(Extracted records)
"""
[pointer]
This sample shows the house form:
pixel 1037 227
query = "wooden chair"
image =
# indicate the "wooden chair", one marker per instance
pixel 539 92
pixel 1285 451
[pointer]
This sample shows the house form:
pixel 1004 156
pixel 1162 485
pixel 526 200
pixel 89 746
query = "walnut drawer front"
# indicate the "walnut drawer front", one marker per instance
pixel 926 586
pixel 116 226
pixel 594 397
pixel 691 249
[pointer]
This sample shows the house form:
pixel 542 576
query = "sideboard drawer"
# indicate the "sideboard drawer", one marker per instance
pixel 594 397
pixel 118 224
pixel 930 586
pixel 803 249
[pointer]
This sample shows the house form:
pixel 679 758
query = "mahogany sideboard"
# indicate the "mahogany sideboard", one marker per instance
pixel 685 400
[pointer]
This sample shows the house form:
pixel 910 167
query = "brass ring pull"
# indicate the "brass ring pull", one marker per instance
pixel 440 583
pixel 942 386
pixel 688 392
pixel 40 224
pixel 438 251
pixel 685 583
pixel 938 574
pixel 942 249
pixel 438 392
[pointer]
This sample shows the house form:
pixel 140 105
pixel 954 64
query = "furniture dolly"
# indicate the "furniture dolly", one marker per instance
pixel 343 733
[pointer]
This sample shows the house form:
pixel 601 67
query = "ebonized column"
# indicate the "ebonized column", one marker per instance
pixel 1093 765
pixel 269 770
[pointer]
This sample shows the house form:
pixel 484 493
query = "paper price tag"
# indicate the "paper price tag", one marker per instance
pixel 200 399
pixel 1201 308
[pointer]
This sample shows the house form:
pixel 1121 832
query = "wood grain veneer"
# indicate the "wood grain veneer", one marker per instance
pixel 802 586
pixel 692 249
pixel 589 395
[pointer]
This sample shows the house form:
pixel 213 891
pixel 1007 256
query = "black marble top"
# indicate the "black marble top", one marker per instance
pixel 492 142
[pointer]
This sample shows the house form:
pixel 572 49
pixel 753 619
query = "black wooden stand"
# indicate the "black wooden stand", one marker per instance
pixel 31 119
"""
Stated goal: Make an exact copy of the data above.

Result:
[pointer]
This sample shows the house form:
pixel 1037 227
query = "wooden chair"
image =
# indicate the "wooden chair", one marker per instance
pixel 539 92
pixel 1285 451
[pointer]
This sample shows the house form:
pixel 1004 156
pixel 1162 485
pixel 526 200
pixel 89 746
query = "walnut drawer front"
# indicate the "walnut drawer front", one marker per instance
pixel 926 586
pixel 116 226
pixel 594 397
pixel 691 249
[pointer]
This sample shows the house form:
pixel 542 576
query = "sideboard drawer"
# indicate the "sideboard drawer", one marker per instance
pixel 594 397
pixel 118 224
pixel 930 586
pixel 803 249
[pointer]
This sample shows the house form:
pixel 679 758
query = "mahogany sideboard"
# indicate the "mahogany sideboard", one marker per instance
pixel 685 400
[pointer]
This sample shows the house form:
pixel 910 167
query = "brass ring pull"
# indicate the "brass ring pull", one marker per instance
pixel 440 583
pixel 942 386
pixel 688 392
pixel 40 224
pixel 438 251
pixel 685 583
pixel 938 574
pixel 942 249
pixel 438 392
[pointer]
This sample shows the house form:
pixel 140 105
pixel 954 64
query = "furniture dolly"
# indicate the "furniture dolly", one marker per instance
pixel 343 733
[pointer]
This sample shows the house form:
pixel 601 67
query = "ebonized column"
# indicate the "ebonized column", one marker per instance
pixel 1093 765
pixel 269 770
[pointer]
This sample shows the house form:
pixel 484 493
query = "paper price tag"
# indicate the "paper price tag", one marker per instance
pixel 200 399
pixel 1201 308
[pointer]
This sample shows the house form:
pixel 1121 832
query = "wood grain veneer"
# indicate the "wood grain veneer", one marker per instance
pixel 802 586
pixel 692 249
pixel 589 395
[pointer]
This sample shows the house form:
pixel 213 891
pixel 1007 256
query = "black marble top"
# indicate the "black marble top", one marker per instance
pixel 492 142
[pointer]
This sample shows the house form:
pixel 572 49
pixel 753 619
query = "black wooden stand"
# indicate the "black wooden stand", one marker per instance
pixel 31 119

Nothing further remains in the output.